--- LISTED ENTRIES Enclosed Below ---

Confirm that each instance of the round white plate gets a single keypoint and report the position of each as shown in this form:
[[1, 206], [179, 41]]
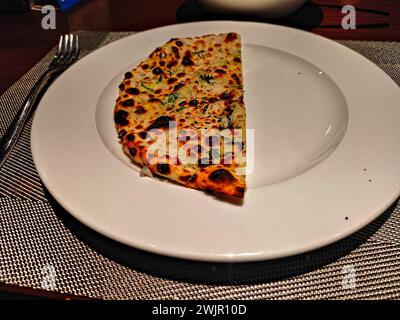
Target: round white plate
[[326, 150]]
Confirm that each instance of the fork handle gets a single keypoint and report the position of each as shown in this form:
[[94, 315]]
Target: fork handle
[[10, 137]]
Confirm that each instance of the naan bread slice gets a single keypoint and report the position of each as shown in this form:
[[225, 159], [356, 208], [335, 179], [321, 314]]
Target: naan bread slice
[[180, 113]]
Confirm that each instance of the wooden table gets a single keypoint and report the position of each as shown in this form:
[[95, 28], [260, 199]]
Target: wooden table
[[23, 42]]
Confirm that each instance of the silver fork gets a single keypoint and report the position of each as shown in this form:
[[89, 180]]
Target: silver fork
[[67, 54]]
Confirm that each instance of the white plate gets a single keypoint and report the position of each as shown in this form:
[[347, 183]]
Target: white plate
[[327, 156]]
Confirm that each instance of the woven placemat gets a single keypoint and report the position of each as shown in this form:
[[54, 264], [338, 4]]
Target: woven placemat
[[43, 247]]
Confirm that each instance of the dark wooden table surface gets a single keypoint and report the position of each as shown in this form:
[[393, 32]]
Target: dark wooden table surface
[[23, 42]]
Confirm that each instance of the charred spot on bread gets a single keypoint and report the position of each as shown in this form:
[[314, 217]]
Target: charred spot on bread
[[132, 151], [160, 123], [122, 133], [128, 75], [163, 168], [128, 103], [221, 176], [143, 135], [157, 71], [140, 110], [133, 91]]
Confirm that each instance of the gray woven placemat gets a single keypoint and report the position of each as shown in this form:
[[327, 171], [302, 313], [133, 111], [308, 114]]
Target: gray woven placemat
[[41, 246]]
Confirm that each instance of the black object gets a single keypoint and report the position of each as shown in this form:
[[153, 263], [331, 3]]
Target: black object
[[307, 17]]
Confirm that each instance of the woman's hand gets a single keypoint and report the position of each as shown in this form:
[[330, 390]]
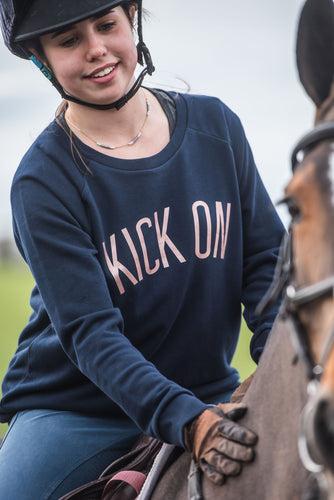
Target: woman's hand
[[218, 444]]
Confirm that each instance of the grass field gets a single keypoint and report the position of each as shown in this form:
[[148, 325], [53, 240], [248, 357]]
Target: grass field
[[15, 287]]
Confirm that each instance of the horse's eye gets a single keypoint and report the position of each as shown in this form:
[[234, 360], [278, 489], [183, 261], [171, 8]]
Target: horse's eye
[[293, 208]]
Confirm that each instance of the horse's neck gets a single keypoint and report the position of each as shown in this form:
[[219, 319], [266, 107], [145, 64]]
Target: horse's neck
[[278, 378], [275, 401]]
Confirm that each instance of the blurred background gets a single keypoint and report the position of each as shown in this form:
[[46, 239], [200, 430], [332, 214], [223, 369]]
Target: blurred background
[[241, 51]]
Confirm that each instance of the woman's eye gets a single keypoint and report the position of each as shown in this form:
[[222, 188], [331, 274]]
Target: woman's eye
[[107, 26], [69, 43]]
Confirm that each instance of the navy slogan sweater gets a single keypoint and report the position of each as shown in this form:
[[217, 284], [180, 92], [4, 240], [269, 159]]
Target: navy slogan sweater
[[141, 267]]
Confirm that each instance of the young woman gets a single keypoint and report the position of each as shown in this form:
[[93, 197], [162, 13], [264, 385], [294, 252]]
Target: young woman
[[145, 224]]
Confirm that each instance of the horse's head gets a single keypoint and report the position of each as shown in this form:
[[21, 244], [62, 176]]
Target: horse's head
[[310, 199]]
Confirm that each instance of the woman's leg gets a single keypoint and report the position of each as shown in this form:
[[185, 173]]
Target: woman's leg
[[45, 454]]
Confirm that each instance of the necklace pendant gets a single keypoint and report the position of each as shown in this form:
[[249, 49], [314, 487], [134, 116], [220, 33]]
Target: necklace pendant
[[134, 140], [105, 146]]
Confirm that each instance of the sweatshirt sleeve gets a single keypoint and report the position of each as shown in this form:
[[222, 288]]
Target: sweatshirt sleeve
[[263, 232], [52, 232]]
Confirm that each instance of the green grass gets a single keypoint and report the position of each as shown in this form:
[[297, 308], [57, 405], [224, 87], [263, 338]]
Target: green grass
[[15, 286]]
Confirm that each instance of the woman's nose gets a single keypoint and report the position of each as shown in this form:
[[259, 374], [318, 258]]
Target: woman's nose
[[95, 48]]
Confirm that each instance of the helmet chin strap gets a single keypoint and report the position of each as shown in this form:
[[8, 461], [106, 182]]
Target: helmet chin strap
[[143, 53]]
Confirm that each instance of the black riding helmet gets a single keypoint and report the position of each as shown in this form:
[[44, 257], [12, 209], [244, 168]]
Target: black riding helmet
[[22, 20]]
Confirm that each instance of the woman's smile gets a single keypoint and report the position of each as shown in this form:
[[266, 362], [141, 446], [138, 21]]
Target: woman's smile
[[104, 74]]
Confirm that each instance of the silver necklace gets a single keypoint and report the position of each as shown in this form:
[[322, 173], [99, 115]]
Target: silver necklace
[[105, 146]]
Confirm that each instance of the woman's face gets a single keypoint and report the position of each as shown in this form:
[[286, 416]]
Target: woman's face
[[95, 59]]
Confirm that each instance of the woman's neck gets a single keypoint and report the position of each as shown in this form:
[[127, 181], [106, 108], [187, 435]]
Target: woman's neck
[[141, 121], [109, 126]]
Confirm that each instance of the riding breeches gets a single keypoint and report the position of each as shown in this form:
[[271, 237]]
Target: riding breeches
[[45, 453]]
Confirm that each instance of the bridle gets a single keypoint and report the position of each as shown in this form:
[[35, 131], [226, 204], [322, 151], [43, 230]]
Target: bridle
[[296, 297]]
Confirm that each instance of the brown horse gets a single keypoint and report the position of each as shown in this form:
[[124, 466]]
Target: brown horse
[[278, 392]]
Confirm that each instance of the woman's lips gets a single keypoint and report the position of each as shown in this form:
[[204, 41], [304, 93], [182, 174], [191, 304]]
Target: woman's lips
[[105, 74]]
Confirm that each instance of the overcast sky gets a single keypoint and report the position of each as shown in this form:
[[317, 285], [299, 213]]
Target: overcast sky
[[239, 50]]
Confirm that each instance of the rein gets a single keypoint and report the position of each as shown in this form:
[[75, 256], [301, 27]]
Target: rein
[[297, 297]]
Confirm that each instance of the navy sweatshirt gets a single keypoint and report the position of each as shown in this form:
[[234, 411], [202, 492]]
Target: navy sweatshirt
[[141, 267]]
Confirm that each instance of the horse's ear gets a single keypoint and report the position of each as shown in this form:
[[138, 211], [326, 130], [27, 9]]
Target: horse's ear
[[315, 48]]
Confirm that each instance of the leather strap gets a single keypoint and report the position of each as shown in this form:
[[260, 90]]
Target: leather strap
[[133, 478]]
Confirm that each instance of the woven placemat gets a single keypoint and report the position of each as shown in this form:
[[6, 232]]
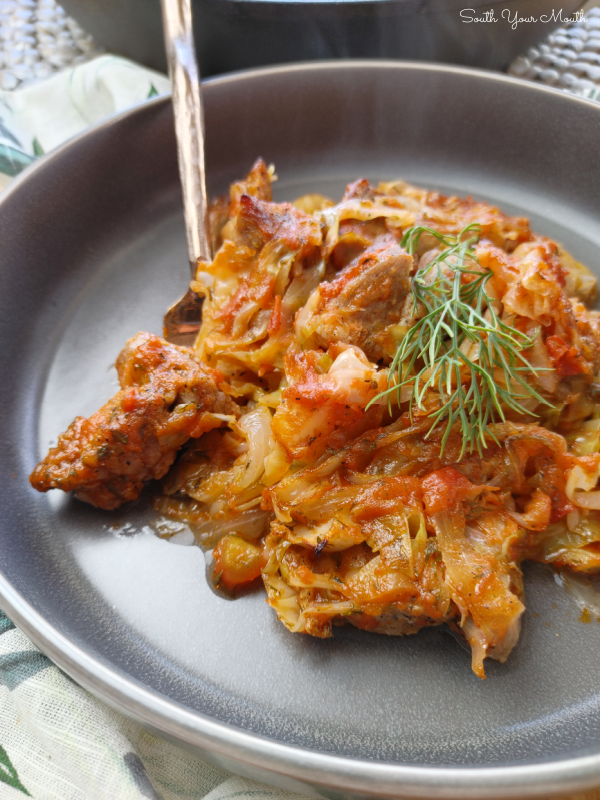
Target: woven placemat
[[37, 38], [569, 58]]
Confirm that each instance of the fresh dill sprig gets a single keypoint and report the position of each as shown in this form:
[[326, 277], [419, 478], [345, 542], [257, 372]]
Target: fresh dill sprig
[[456, 312]]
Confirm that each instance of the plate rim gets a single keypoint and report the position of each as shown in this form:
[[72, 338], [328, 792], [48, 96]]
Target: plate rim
[[252, 752]]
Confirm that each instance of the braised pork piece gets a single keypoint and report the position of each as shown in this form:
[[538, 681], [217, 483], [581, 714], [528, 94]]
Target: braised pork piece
[[393, 401]]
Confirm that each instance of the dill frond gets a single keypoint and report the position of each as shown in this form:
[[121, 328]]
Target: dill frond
[[449, 295]]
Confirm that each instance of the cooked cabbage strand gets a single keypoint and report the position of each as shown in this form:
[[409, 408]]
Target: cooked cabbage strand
[[450, 295]]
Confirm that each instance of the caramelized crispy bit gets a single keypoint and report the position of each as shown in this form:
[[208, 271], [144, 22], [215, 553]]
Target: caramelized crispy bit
[[167, 397]]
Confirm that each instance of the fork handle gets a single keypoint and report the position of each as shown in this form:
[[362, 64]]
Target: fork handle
[[189, 125]]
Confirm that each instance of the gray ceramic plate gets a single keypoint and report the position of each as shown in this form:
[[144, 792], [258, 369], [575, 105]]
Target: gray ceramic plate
[[93, 250]]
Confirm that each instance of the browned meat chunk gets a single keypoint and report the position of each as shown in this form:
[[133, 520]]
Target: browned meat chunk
[[167, 397], [363, 302]]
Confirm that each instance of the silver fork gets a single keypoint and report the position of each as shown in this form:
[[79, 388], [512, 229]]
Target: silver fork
[[182, 320]]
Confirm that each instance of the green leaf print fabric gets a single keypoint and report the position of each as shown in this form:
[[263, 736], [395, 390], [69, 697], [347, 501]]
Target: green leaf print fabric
[[58, 742]]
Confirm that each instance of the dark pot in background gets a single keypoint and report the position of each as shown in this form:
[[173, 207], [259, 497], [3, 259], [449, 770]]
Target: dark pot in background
[[234, 34]]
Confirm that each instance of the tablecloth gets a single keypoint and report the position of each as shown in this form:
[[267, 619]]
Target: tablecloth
[[57, 742]]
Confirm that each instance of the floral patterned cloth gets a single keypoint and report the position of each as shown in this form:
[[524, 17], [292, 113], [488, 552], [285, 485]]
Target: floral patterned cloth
[[57, 742]]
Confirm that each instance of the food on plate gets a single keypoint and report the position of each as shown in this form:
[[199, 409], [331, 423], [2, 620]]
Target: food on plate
[[393, 401]]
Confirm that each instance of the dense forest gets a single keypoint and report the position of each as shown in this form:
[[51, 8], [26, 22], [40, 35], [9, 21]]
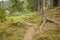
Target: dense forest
[[29, 19]]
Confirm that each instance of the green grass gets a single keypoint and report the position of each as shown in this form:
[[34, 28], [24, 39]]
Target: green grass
[[50, 32]]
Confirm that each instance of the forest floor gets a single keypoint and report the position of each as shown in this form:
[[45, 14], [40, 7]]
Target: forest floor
[[18, 27]]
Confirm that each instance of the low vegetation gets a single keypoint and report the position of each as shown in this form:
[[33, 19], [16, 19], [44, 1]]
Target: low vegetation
[[14, 28]]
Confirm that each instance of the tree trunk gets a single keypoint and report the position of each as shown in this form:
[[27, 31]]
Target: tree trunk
[[43, 15]]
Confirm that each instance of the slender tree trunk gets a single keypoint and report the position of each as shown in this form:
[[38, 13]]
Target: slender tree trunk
[[43, 15], [2, 4]]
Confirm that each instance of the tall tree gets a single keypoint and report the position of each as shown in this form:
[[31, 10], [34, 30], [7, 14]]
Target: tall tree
[[43, 15]]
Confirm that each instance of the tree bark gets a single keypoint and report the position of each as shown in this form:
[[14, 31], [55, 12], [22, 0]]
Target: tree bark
[[43, 15]]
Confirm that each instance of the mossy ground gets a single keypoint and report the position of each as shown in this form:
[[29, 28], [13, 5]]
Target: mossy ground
[[16, 32]]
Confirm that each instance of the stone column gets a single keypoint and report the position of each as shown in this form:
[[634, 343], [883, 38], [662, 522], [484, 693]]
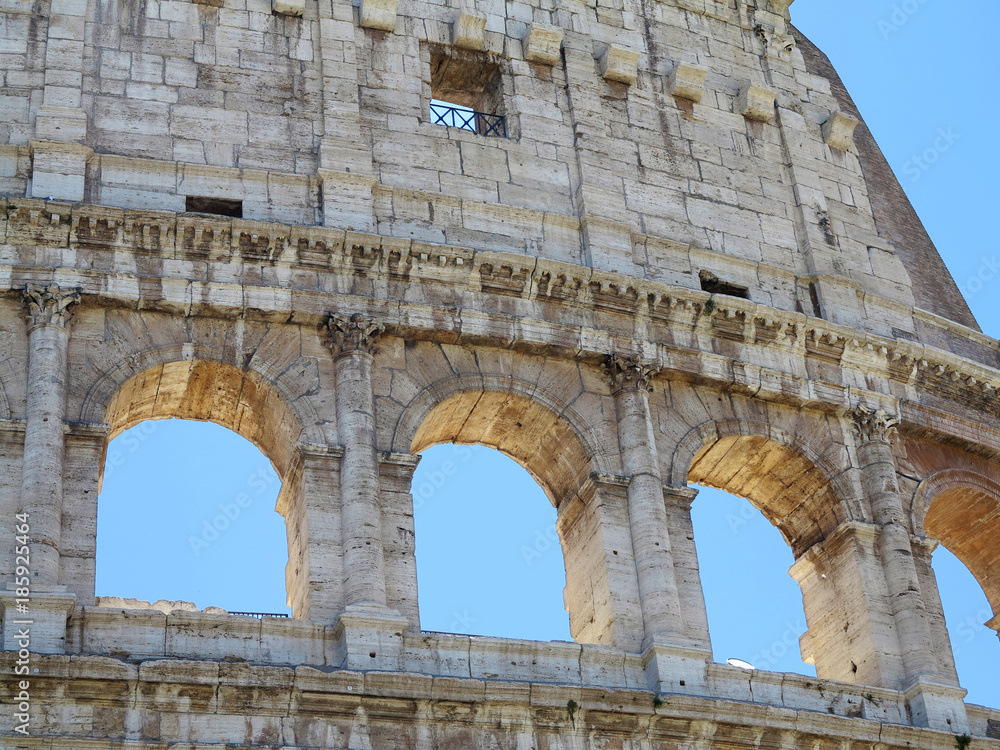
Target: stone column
[[661, 613], [686, 571], [44, 437], [353, 344], [874, 431], [932, 701]]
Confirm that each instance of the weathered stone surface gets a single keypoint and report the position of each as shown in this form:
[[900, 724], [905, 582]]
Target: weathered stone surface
[[622, 295]]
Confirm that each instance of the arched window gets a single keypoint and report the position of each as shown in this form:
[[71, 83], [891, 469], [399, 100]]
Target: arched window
[[186, 512], [489, 561], [975, 646], [755, 611]]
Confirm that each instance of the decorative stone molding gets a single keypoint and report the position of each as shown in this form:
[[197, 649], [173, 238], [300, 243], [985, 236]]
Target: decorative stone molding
[[289, 7], [780, 7], [756, 103], [542, 43], [619, 64], [631, 372], [379, 14], [838, 131], [874, 425], [354, 334], [687, 82], [469, 30], [49, 304]]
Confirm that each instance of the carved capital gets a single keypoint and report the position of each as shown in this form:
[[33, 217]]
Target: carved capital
[[874, 425], [629, 373], [49, 304], [354, 334]]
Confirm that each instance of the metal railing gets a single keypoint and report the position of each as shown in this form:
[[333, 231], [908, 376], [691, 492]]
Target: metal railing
[[468, 119], [259, 615]]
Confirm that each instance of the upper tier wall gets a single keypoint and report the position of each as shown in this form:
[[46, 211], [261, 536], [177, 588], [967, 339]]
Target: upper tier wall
[[678, 141]]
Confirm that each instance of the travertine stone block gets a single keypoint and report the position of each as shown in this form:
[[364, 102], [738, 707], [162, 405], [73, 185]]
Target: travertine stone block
[[756, 103], [64, 124], [619, 64], [838, 131], [687, 81], [542, 43], [370, 639], [289, 7], [469, 30], [42, 629], [940, 707], [379, 14], [58, 170]]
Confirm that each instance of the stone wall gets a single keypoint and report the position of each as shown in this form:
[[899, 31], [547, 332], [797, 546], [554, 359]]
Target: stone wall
[[670, 271]]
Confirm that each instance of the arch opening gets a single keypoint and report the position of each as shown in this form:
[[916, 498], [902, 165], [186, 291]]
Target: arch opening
[[792, 492], [487, 551], [755, 611], [966, 519], [546, 445], [215, 406], [528, 432], [186, 514], [974, 645]]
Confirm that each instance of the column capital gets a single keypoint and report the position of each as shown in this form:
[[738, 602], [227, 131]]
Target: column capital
[[629, 373], [353, 334], [49, 304], [874, 425]]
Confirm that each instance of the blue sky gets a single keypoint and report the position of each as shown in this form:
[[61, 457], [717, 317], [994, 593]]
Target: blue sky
[[200, 525]]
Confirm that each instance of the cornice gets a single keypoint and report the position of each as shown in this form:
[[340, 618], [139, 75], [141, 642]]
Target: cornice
[[618, 312]]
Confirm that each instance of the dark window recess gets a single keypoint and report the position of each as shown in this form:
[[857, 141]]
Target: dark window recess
[[467, 91], [219, 206], [710, 283]]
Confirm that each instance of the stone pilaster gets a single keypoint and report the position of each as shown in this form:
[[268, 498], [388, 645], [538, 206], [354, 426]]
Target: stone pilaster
[[398, 534], [601, 595], [353, 343], [49, 311], [661, 615], [874, 431], [926, 688], [678, 502]]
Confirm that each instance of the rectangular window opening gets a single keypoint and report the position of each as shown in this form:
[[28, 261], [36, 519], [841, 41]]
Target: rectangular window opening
[[710, 283], [467, 92], [219, 206]]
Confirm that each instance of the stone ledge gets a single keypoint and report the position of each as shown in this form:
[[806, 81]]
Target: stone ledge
[[800, 705]]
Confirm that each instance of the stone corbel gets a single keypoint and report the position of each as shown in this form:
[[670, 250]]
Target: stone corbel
[[838, 131], [469, 30], [542, 43], [289, 7], [619, 64], [353, 334], [687, 82], [379, 14], [756, 103], [631, 372]]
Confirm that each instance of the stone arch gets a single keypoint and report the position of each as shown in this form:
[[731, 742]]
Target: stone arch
[[105, 388], [961, 508], [512, 416], [554, 443], [803, 493], [241, 401]]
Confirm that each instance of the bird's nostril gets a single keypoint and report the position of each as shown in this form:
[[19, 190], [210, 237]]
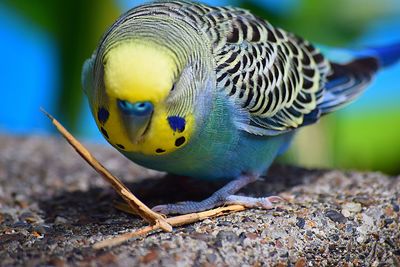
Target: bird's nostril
[[137, 109]]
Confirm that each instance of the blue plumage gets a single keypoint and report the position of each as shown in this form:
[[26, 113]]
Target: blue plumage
[[386, 55]]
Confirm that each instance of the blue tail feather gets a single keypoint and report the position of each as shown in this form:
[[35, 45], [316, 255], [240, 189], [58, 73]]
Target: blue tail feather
[[387, 55]]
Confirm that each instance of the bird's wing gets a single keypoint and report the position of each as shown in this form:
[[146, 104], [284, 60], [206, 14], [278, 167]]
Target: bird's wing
[[274, 76]]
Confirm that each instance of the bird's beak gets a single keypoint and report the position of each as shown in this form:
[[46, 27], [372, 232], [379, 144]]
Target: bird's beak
[[136, 118]]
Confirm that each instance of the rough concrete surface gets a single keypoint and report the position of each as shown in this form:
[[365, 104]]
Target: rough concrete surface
[[53, 207]]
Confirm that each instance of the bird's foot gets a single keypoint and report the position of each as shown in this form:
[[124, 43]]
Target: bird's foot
[[212, 202]]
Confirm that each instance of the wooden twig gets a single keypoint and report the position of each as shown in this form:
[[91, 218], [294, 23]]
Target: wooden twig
[[174, 221], [156, 219]]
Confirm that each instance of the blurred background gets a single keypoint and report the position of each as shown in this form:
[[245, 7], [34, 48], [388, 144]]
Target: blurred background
[[43, 45]]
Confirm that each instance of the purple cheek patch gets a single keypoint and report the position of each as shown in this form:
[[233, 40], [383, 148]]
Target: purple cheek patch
[[177, 123]]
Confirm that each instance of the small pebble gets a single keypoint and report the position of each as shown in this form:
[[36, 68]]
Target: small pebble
[[228, 236], [60, 220], [300, 222], [335, 216]]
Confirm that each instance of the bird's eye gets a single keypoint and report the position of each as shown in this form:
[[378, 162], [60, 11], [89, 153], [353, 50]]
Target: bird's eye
[[138, 109]]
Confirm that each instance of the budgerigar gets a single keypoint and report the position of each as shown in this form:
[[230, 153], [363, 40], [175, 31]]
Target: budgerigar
[[214, 92]]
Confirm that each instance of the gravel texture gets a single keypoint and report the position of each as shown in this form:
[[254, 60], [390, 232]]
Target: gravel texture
[[53, 207]]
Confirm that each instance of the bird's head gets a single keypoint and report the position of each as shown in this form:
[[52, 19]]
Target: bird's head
[[145, 96], [147, 80]]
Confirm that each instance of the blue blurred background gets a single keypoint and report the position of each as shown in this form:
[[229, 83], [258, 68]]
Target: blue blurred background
[[44, 43]]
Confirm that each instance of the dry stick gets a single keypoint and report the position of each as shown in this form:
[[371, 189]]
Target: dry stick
[[157, 220], [174, 221]]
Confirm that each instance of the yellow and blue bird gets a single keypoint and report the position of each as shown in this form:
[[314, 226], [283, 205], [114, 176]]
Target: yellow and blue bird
[[214, 92]]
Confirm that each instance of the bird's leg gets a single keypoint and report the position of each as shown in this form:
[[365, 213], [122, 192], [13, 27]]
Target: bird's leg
[[223, 196]]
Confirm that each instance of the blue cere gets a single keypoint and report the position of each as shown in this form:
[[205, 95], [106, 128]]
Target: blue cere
[[102, 115], [136, 109]]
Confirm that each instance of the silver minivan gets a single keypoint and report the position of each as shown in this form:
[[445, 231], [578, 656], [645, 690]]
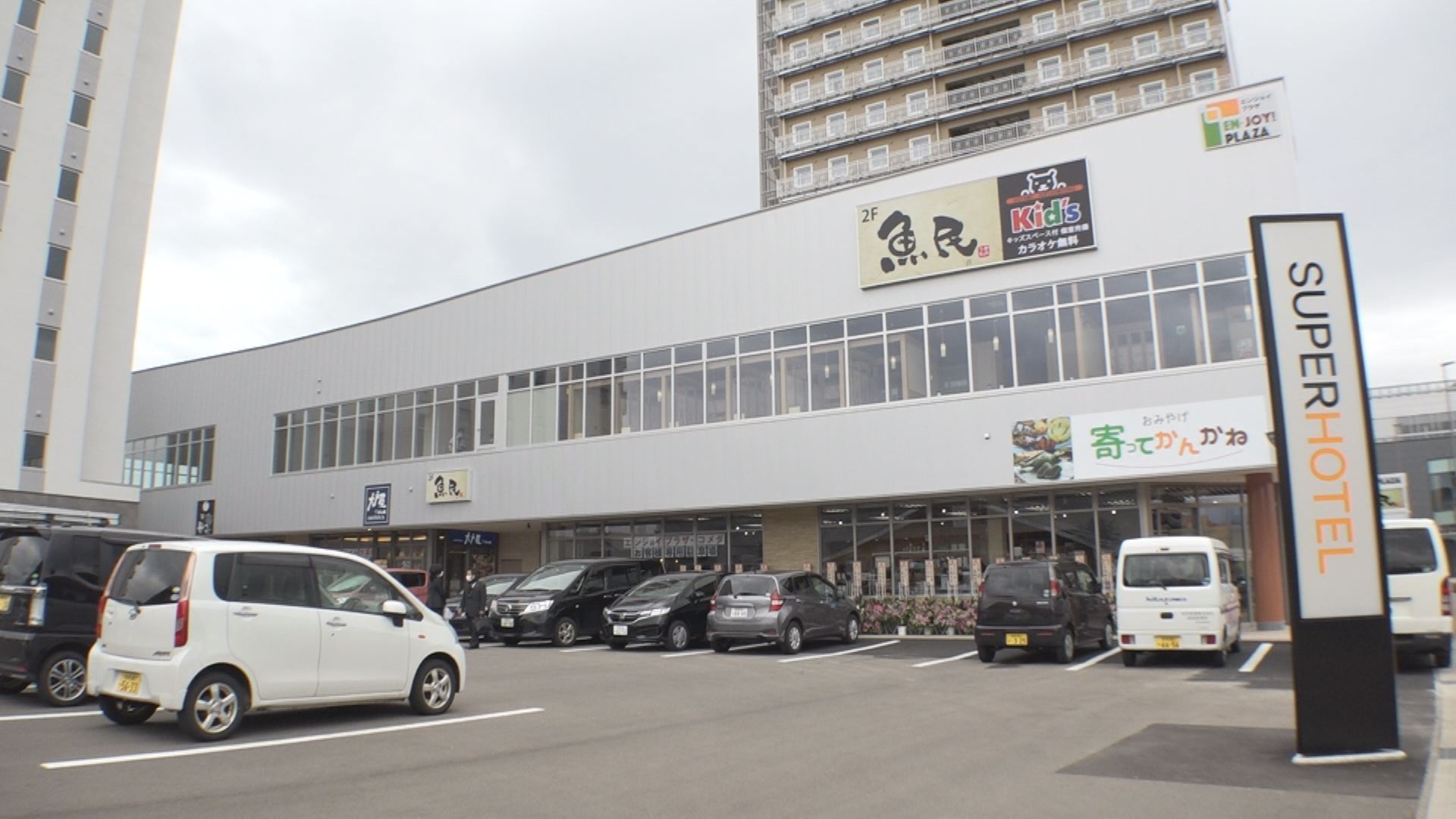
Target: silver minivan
[[783, 608]]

--- End of Enclosed LISTED ENTRIES ---

== AIM OF THE EXERCISE ==
Your answer should be the exact lines above from the one with "Target: bird's eye" through the one with "[[371, 189]]", both included, and nothing besides.

== RESPONSE TO THE TASK ==
Target: bird's eye
[[138, 109]]
Confirm that each instance of the budgerigar gets a single keypoint and report the position of each as shown in this form:
[[230, 153], [363, 40], [175, 31]]
Target: budgerigar
[[214, 92]]
Confirm that each instance of the gravel texture gets a single keypoint and report the position of each as shown in this form:
[[254, 60], [390, 232]]
Target: gravel texture
[[53, 207]]
Confirm that each instance of the bird's head gets a single keypoint and report the position of each as shown in this form:
[[52, 19]]
Target: bird's head
[[145, 96], [147, 80]]
Confirm that each instance of the blue blurred background gets a single keypoint and report the position of each as shown in this form:
[[229, 83], [258, 68]]
Target: blue blurred background
[[44, 43]]
Confirm that each instance of the dry stick gets a single keypoint and report the position of each as shown in this form:
[[371, 189]]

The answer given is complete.